** Kutipan **
※ ※ ※

19/02/19

Seorang Teman dan Empat Pelajaran Berharga yang Dibawanya


Ternyata ada yang lebih menakutkan dari pernyataannya tempo hari ketika ia berkata, “aku tidak tahu mau kemana dan harus apa.”

Ia datang lagi, dengan kalimat-kalimat yang membuatku lebih bergidik lagi.

“Hidupku cukup susah, jadi ingin berhenti hidup.”

“Kamu percaya tidak bahwa saya sudah menginginkan hal ini lebih dari 3 tahun yang lalu, ingin berhenti hidup.”

saya kemudian diingati oleh sebuah cuitan seorang netizen di twitter. Waktu itu konteksnya tentang survey bahawa ternyata banyak mahasiswa yang pernah memiliki keinginan untuk mengakhiri hidupnya oleh sebab skripsi yang tak kunjung selesai, sementara teman-temannya satu persatu sudah pergi karena mengejar mimpi lainnya, sehingga mereka tidak memiliki teman sekedar untuk bercerita, kemudian ditambah hidup merantau, kesepian seorang diri di dalam indekosnya, sehingga banyak diantara mereka yang memiliki pikiran ingin bunuh diri saja.

※ ※ ※

** Perintah 1 **
Daftarkan setiap baris di bawah yang memuat kata "watering".

Baris anotasi posisi
※ ※ ※

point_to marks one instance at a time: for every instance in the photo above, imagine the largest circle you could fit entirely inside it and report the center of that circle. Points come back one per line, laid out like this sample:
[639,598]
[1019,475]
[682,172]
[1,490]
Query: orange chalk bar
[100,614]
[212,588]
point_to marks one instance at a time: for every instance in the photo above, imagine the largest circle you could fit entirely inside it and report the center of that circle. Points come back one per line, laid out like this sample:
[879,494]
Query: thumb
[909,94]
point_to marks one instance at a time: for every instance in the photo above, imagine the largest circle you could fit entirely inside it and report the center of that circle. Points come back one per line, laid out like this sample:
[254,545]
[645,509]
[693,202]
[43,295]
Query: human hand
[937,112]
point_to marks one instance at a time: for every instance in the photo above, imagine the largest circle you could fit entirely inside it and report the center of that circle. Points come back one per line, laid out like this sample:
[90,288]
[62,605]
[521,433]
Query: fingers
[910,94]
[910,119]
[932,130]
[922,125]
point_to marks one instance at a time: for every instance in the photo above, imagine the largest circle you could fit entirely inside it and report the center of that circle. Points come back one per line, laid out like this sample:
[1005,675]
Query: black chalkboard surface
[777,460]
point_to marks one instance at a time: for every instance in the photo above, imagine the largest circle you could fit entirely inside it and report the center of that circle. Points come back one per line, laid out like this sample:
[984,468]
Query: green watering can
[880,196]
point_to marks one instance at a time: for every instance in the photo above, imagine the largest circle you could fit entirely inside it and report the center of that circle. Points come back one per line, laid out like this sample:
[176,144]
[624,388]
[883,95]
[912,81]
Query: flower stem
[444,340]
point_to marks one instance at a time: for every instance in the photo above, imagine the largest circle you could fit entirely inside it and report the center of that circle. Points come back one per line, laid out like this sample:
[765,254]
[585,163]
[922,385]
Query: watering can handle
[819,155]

※ ※ ※

** Perintah 2 **
Cetak ulang tanpa perubahan seluruh bagian kutipan di atas, mulai dari "Ternyata ada yang" terus ke bawah sampai "bunuh diri saja.".

** Penyelesaian Soal 1 **
Query: green watering can
Query: watering can handle

** Penyelesaian Soal 2 **
Ternyata ada yang lebih menakutkan dari pernyataannya tempo hari ketika ia berkata, “aku tidak tahu mau kemana dan harus apa.”

Ia datang lagi, dengan kalimat-kalimat yang membuatku lebih bergidik lagi.

“Hidupku cukup susah, jadi ingin berhenti hidup.”

“Kamu percaya tidak bahwa saya sudah menginginkan hal ini lebih dari 3 tahun yang lalu, ingin berhenti hidup.”

saya kemudian diingati oleh sebuah cuitan seorang netizen di twitter. Waktu itu konteksnya tentang survey bahawa ternyata banyak mahasiswa yang pernah memiliki keinginan untuk mengakhiri hidupnya oleh sebab skripsi yang tak kunjung selesai, sementara teman-temannya satu persatu sudah pergi karena mengejar mimpi lainnya, sehingga mereka tidak memiliki teman sekedar untuk bercerita, kemudian ditambah hidup merantau, kesepian seorang diri di dalam indekosnya, sehingga banyak diantara mereka yang memiliki pikiran ingin bunuh diri saja.